Aim » Please copy out the material from the line with "pin: beaver nose" through the end of the material, both ends included and requests and all, scaling every coordinate in the answers by 1.05 and rounding to whole numbers with halves going up. Leave the numbers in the requests and their layout samples as they are.
== == ==
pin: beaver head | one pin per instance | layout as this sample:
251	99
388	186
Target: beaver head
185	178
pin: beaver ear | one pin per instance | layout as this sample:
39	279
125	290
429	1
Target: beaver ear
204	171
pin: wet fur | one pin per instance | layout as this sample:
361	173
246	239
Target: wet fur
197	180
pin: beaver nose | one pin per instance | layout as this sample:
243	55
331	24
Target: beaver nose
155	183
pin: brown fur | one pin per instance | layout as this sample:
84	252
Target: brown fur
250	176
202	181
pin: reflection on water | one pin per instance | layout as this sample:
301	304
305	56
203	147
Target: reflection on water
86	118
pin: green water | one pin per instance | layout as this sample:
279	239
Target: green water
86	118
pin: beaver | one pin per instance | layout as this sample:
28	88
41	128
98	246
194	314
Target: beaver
== == ==
Completed exercise »
pin: beaver nose | one pin per instance | layout as this sample:
243	55
331	24
Target: beaver nose
163	192
pin: brown fur | one pin per instance | layout as this sample:
84	252
Target: brown fur
263	185
212	190
pin: reflection on water | one pin per instance | layout as this sample:
301	304
305	56
203	147
Target: reflection on water
90	124
pin: green water | one pin per instance | layout as this sample:
279	239
Target: green water
90	124
pin: beaver | one pin per instance | layout as this sample:
28	88
41	128
98	246
194	314
Target: beaver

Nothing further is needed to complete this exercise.